**PASAJE CITADO:**
════

Dominica XXV per annum

En una ocasión, el Santo Padre Francisco dijo a propósito de la astucia cínica del administrador en la parábola que hemos escuchado: «La costumbre del soborno es una costumbre mundana y fuertemente pecaminosa. ¡Es una costumbre que no viene de Dios: Dios nos ha mandado llevar el pan a casa con nuestro trabajo honesto! Pero este administrador daba de comer a sus hijos pan sucio. Y sus hijos, quizá educados en colegios caros, tal vez crecidos en ambientes cultos, habían recibido de su padre suciedad como alimento, porque su papá, llevando pan sucio a casa, había perdido la dignidad. Esto es un pecado grave. […] Es un pecado tan grave porque va contra la dignidad, aquella dignidad con la somos ungidos cuando trabajamos […] La corrupción es esto: no ganar el pan con dignidad». En esa ocasión dijo también el Papa: «Tal vez hoy nos hará bien rezar por tantos niños y jóvenes que reciben de sus padres pan sucio. También ellos tienen hambre. Tienen hambre de dignidad».

Las palabras del Santo Padre me trajeron entonces a la mente una fábula que aprendí de un poeta: una araña se encontró con un gusano de seda. Entonces comenzaron, como dos refinadas amigas a hablar de alta costura. La charla fue muy amena y comenzaba a dar paso a la amistad. Hasta que tocaron un tema muy delicado. El gusano de seda comenzó a hablar de su honestidad. Cada vez que se fabricaba una casa con un largo y fino hilo de seda, era porque estaba a punto de hacerse más pequeño. Y la última vez que salía del capullo, abandonaba la casa batiendo alas de libertad y moría de amor, ya sin comer, sin tomar nada del mundo, sin más preocupación que dejar nuevos hijos que siguieran su buen ejemplo. Los hombres, esos seres astutos e inteligentes apreciaron tanto tanta nobleza que con sus pequeñas casas de virtud se hicieron vestidos.
Bueno, la araña podía presumir maestría en el arte de hacer ruedas de hilos finísimos, formas que las mujeres más delicadas imitaban, reconociendo su belleza, para adornar sus casas. Pero en lo que casi no podía alegar nada era a favor de su moralidad. La araña era, digamos, como suele decir un amigo, «de moral distraída», y por lo mismo, sus telas no eran precisamente casas de virtud.
La araña no tenía la humildad de hacerse más pequeña cada que terminaba el tejido. Al contrario, si caía un moscardón gigante, la araña crecía y crecía… sobre todo de su barriguita, pues sus brazos de tejedora implacable se mantenían siempre muy delgaditos y muy en forma. A veces era tanto su peso, que la tela se reventaba y había que tejerla de nuevo. Pero eso no importaba. Su trabajo era una trampa de la que pocos salían vivos. No tenía mucho que decir en materia de moral. Así que se las ingenió para enredar a su amigo el gusano: «Sabes, amigo gusanito, me encanta cómo tejes y lo noble que eres; pero qué malicia tan grande te cargas… Yo como quiera, simplemente hago trampitas piadosas a los bichos inmundos de la sociedad de sabandijas. Pero tú, tú sí me la ganas».

════

**FILAS PROPORCIONADAS:**
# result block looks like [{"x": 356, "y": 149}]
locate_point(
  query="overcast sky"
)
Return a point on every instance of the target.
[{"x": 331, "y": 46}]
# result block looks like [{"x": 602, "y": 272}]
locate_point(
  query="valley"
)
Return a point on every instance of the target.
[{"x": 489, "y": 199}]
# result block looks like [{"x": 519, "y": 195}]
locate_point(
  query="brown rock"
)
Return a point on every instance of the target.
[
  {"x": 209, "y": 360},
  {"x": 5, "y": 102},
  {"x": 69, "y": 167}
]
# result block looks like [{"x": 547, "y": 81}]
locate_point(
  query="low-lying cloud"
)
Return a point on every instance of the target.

════

**TAREA POR REALIZAR:**
Responde a las siguientes preguntas con la información del pasaje citado.
1. ¿Qué daba de comer el administrador a sus hijos?
2. ¿De qué comenzaron a hablar la araña y el gusano de seda cuando se encontraron?
3. ¿Qué hicieron los hombres con las pequeñas casas de virtud del gusano de seda?

**RESPUESTA ESCRITA:**
1. Les daba de comer pan sucio.
2. Comenzaron a hablar de alta costura.
3. Se hicieron vestidos con ellas.